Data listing
# # #
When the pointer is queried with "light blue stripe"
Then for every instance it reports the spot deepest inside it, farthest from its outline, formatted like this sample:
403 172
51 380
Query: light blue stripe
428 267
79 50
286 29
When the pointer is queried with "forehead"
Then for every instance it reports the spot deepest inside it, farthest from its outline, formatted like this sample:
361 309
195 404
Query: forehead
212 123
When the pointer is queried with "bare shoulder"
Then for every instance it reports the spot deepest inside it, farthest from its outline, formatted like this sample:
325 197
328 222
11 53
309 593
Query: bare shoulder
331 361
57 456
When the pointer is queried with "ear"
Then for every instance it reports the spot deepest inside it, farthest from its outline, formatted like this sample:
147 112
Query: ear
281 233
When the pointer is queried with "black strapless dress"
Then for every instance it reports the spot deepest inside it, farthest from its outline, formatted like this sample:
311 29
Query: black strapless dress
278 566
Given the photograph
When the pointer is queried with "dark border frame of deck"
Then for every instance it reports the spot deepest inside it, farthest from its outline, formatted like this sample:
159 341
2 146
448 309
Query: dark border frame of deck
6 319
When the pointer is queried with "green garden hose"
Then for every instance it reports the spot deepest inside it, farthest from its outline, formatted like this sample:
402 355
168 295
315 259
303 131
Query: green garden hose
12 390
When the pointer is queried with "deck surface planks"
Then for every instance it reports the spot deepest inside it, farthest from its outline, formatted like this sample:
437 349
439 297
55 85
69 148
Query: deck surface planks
# # #
Write out every entry again exactly, please, with nothing missing.

When the pointer is queried with "light blue stripe"
Then for every instance it reports the spot deepest inside it, farthest from its outline, formatted like this sample:
403 172
51 380
Query: light blue stripe
428 267
79 50
286 29
When the pointer is queried with "forehead"
Then for every instance it reports the spot deepest inside it, farthest from its outline, formatted like this sample:
361 309
195 404
Query: forehead
212 123
When the pointer is queried with "bare shoulder"
Then for every instance it reports the spot deepest inside it, farthest from its outline, formatted like this sample:
325 197
328 222
11 53
309 593
Query: bare shoulder
331 361
57 456
When the pointer is queried with "ear"
Then for every instance it reports the spot deepest inside it, farthest from its outline, formatted like this sample:
147 112
Query: ear
281 233
When the pointer is queried with "black strapless dress"
Then for every instance it reports the spot deepest inside it, farthest from its outline, formatted like this sample:
311 29
Query: black strapless dress
278 566
Given the photograph
When the pointer is queried with "dark border frame of deck"
Then for every instance it reports the spot deepest inside it, farthest from its outline, formatted like this sample:
159 341
2 146
448 309
Query: dark border frame of deck
6 319
When the pointer is queried with "green garden hose"
Then for every instance it reports the spot deepest inside it, farthest from its outline, formatted like this sample:
402 355
168 295
315 259
303 131
Query: green garden hose
12 390
When the pointer is queried with "deck surface planks"
Then for every instance it reports the spot deepest inside it, farthest from its outline, formatted like this sample:
437 349
439 297
55 85
69 148
Query: deck surface planks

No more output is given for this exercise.